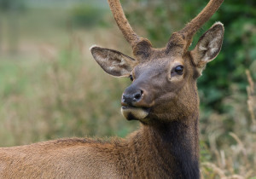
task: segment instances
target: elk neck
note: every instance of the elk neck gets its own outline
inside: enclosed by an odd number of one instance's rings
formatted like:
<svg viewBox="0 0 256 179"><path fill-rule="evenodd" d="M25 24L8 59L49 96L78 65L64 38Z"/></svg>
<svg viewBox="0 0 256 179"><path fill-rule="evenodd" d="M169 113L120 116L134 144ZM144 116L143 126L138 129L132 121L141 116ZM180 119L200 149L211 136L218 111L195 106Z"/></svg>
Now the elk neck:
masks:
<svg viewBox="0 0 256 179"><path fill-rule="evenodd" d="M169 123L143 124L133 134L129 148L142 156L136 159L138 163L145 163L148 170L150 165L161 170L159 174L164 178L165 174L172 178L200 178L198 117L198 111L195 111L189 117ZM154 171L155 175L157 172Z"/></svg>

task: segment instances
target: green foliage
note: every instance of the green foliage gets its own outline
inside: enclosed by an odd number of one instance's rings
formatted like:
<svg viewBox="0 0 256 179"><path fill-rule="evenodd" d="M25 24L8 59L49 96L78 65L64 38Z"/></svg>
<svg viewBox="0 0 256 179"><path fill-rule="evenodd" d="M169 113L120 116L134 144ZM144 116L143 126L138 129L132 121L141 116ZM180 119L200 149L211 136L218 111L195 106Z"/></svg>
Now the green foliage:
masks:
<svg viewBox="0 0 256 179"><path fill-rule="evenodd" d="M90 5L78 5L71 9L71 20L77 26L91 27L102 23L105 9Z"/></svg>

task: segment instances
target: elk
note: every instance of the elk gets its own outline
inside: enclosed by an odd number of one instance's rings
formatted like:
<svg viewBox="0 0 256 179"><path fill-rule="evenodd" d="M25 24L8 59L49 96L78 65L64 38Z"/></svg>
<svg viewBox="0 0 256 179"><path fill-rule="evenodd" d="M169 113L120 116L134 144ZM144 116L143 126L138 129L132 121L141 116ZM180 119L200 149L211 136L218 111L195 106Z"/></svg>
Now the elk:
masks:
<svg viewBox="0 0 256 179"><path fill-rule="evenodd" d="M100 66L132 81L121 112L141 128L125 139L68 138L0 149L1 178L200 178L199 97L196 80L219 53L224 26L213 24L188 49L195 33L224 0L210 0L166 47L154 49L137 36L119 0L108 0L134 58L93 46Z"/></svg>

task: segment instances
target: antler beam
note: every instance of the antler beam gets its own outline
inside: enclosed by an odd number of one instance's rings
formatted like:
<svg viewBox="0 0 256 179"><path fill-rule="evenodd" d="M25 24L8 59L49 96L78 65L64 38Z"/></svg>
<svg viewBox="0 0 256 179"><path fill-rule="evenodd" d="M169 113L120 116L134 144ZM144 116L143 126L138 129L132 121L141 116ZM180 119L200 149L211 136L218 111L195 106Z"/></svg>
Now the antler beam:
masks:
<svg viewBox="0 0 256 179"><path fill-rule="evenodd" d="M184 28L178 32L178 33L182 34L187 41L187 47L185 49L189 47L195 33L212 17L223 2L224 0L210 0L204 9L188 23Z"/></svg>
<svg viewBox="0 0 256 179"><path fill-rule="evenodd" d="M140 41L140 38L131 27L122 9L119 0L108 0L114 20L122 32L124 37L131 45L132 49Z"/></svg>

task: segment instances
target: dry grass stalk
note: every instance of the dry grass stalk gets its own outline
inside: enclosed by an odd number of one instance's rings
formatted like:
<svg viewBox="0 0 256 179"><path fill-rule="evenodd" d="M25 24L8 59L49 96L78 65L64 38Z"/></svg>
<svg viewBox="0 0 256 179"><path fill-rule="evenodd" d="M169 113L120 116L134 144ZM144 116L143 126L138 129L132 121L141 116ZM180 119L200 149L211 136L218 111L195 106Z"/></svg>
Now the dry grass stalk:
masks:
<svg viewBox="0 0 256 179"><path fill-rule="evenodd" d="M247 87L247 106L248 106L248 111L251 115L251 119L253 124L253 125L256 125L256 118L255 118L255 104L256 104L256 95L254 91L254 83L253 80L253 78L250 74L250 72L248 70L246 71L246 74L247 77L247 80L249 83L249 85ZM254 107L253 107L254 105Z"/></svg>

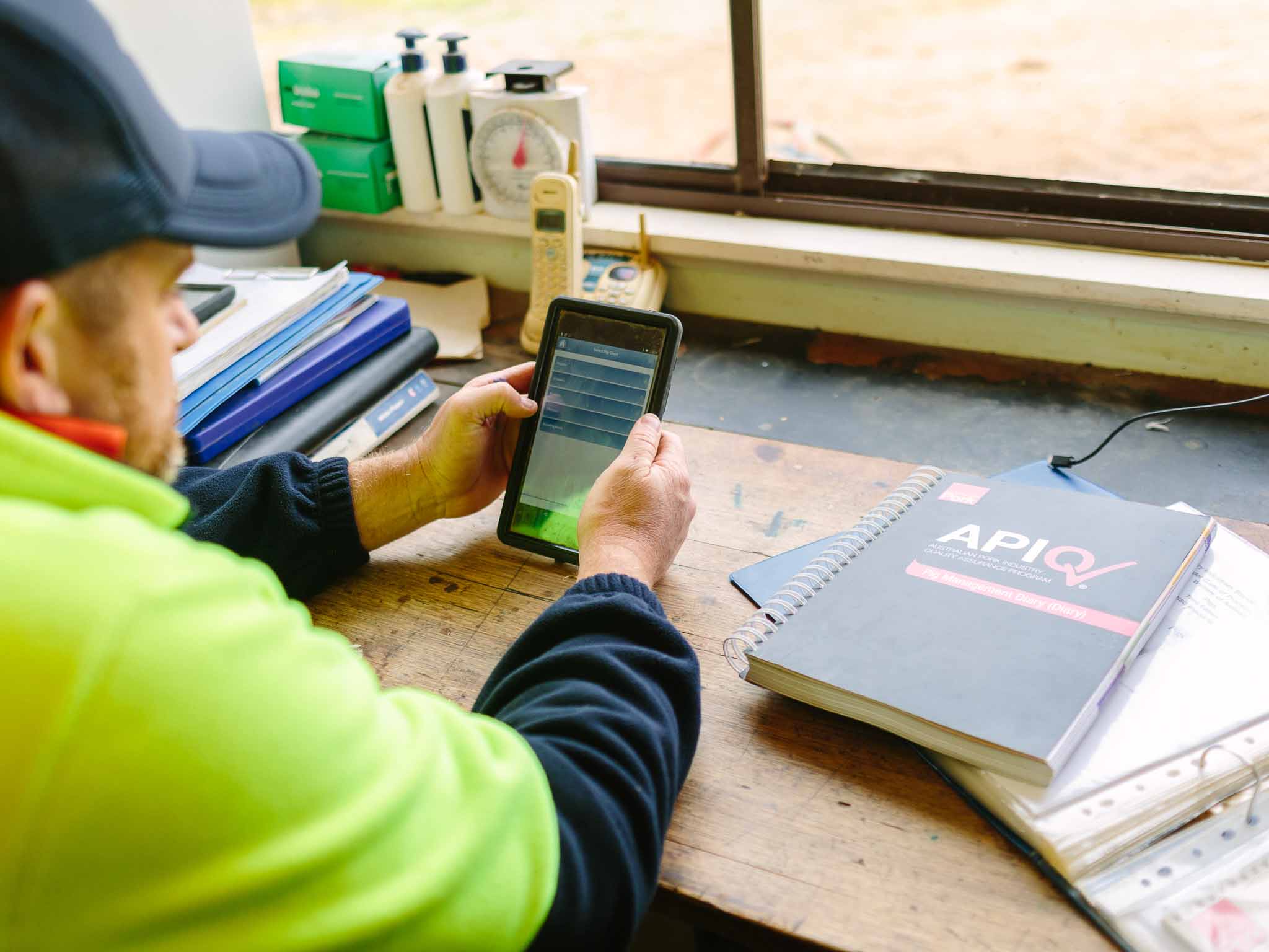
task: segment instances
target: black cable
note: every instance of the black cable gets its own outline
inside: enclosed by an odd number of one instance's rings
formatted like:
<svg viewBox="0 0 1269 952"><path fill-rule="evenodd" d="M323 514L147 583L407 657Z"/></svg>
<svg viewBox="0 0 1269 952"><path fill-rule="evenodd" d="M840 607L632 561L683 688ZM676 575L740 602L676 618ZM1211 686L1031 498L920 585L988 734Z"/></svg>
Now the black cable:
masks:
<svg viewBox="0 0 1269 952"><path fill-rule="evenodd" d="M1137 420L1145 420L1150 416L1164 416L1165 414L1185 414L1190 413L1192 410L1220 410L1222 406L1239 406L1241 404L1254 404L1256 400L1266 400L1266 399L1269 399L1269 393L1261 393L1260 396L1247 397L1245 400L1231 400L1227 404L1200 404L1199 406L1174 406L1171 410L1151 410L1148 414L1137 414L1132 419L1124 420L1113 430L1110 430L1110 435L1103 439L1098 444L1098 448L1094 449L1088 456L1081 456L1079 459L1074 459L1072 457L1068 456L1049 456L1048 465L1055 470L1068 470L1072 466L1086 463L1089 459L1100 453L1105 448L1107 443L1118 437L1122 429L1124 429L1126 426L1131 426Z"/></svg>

*****

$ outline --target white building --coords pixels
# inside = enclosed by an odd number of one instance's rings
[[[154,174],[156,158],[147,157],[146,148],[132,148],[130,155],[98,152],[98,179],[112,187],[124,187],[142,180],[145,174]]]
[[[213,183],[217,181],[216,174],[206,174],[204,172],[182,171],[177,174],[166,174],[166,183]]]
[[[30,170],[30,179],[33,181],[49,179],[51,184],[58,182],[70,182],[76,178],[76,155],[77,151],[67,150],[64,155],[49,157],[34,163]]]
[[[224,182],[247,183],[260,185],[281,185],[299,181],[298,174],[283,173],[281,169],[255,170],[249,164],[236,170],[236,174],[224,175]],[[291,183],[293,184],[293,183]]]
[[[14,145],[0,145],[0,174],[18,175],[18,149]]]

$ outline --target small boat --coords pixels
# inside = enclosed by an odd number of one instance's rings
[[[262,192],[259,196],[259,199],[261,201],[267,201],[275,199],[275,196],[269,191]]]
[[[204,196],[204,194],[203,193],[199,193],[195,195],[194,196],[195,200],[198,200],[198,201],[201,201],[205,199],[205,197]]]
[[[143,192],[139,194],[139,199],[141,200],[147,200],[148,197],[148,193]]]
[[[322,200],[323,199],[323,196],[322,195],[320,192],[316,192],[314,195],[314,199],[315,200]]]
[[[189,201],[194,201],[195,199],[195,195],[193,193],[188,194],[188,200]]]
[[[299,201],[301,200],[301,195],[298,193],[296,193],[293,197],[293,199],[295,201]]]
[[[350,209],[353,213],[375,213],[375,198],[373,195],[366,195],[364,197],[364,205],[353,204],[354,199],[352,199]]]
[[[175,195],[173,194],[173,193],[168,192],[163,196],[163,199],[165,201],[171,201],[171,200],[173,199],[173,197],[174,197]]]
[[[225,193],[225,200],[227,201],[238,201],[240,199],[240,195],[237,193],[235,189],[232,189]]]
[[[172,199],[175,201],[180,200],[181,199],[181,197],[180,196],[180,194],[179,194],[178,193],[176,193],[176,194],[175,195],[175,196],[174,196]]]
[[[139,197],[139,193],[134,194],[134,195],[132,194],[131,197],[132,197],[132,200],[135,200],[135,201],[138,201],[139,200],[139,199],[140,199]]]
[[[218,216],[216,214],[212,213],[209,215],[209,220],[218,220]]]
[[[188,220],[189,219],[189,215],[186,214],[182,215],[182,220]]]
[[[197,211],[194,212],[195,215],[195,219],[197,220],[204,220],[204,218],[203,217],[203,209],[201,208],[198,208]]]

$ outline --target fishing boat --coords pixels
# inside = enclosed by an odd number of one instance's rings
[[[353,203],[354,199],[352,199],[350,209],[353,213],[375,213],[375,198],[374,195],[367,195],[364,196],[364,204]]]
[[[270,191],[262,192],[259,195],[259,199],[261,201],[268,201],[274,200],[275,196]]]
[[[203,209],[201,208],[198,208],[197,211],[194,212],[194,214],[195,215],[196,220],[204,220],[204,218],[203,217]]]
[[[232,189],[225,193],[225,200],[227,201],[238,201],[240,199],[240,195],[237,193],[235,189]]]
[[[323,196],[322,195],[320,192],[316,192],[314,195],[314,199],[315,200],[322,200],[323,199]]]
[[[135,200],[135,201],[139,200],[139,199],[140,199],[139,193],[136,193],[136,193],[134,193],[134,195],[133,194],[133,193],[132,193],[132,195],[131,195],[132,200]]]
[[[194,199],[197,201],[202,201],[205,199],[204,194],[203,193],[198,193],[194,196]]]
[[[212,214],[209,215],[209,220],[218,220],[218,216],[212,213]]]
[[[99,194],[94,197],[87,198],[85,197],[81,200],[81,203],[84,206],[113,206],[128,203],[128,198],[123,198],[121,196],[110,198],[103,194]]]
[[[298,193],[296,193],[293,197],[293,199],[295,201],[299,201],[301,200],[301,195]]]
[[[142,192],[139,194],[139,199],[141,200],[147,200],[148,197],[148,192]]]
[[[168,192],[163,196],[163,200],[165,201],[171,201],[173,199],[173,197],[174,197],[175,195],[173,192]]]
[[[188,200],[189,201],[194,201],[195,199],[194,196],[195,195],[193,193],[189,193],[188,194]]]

*****

Count the lines of the data above that contain the string "beam", treating case as significant. Reply with the number alone.

3